SHORT TASK -> All of the data needs to be repeated exactly.

##### THE INPUT #####

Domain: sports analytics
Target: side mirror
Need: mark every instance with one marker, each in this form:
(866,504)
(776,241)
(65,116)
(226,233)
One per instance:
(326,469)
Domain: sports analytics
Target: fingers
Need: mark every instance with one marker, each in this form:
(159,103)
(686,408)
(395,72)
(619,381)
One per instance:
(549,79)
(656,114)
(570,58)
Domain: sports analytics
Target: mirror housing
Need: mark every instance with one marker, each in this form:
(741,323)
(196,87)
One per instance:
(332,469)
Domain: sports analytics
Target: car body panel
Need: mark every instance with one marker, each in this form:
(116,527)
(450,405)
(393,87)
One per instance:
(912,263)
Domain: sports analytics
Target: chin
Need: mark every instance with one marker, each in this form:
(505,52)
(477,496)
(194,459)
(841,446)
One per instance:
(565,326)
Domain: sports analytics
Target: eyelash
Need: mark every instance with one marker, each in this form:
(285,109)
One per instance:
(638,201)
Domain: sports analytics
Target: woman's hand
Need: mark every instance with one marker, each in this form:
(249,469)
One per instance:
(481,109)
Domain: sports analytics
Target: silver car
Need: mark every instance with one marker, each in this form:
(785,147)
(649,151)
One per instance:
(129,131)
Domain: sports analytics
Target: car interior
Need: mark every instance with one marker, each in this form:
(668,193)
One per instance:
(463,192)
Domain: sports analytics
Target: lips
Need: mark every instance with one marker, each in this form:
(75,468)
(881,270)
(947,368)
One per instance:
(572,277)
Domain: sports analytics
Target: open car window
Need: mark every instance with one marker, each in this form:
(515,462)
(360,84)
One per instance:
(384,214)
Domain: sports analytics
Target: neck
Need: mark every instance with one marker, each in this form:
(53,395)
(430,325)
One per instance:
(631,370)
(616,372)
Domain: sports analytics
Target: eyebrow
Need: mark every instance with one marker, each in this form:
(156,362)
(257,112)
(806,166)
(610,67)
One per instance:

#####

PROBLEM SOLUTION ->
Domain: sports analytics
Target: side mirror
Need: mark every instance with one marker, each in this form:
(866,504)
(776,241)
(65,116)
(226,233)
One per instance:
(326,469)
Domain: sports analytics
Target: fingers
Need: mark every instance with one marker, each in this form:
(159,103)
(686,408)
(395,72)
(619,381)
One per instance:
(549,79)
(656,114)
(570,58)
Domain: sports analytics
Target: mirror housing
Need: mark every instance with one marker, each in this form:
(741,323)
(196,87)
One per instance:
(332,469)
Domain: sports analytics
Target: car body panel
Need: mark every instance with one marker, each in this form:
(116,527)
(450,405)
(393,87)
One per instance:
(912,263)
Domain: sports analytics
Target: chin
Need: mark every instance with one marker, each in this form:
(505,52)
(477,496)
(194,459)
(841,446)
One per instance:
(565,326)
Domain: sports analytics
Target: eyelash
Need: mark every instance with one marker, each in this form:
(285,109)
One per instance:
(638,201)
Domain: sports analytics
Target: woman's hand
Need: mark every instance with one marker, each in this form:
(249,469)
One per instance:
(481,109)
Domain: sports analytics
Target: silver car
Need: mark every instance with one marker, each in this form:
(785,147)
(649,151)
One per instance:
(129,131)
Domain: sports analytics
Target: car interior
Need: mark every instance with one marker, each in this form:
(668,193)
One per instance:
(463,192)
Domain: sports analytics
Target: lips
Need: mark every instance with one marker, each in this form:
(75,468)
(881,270)
(947,368)
One per instance:
(572,277)
Domain: sports analytics
Target: open car window
Need: mark every instance with one marker, each in this form:
(515,462)
(360,84)
One per instance:
(384,214)
Domain: sports analytics
Target: neck
Need: mark every instance with one marker, each in this form:
(53,395)
(430,325)
One per instance:
(631,370)
(616,372)
Domain: sports analytics
Target: eyebrow
Need: mark every instance with one marker, each in this form:
(156,362)
(257,112)
(806,166)
(610,67)
One per instance:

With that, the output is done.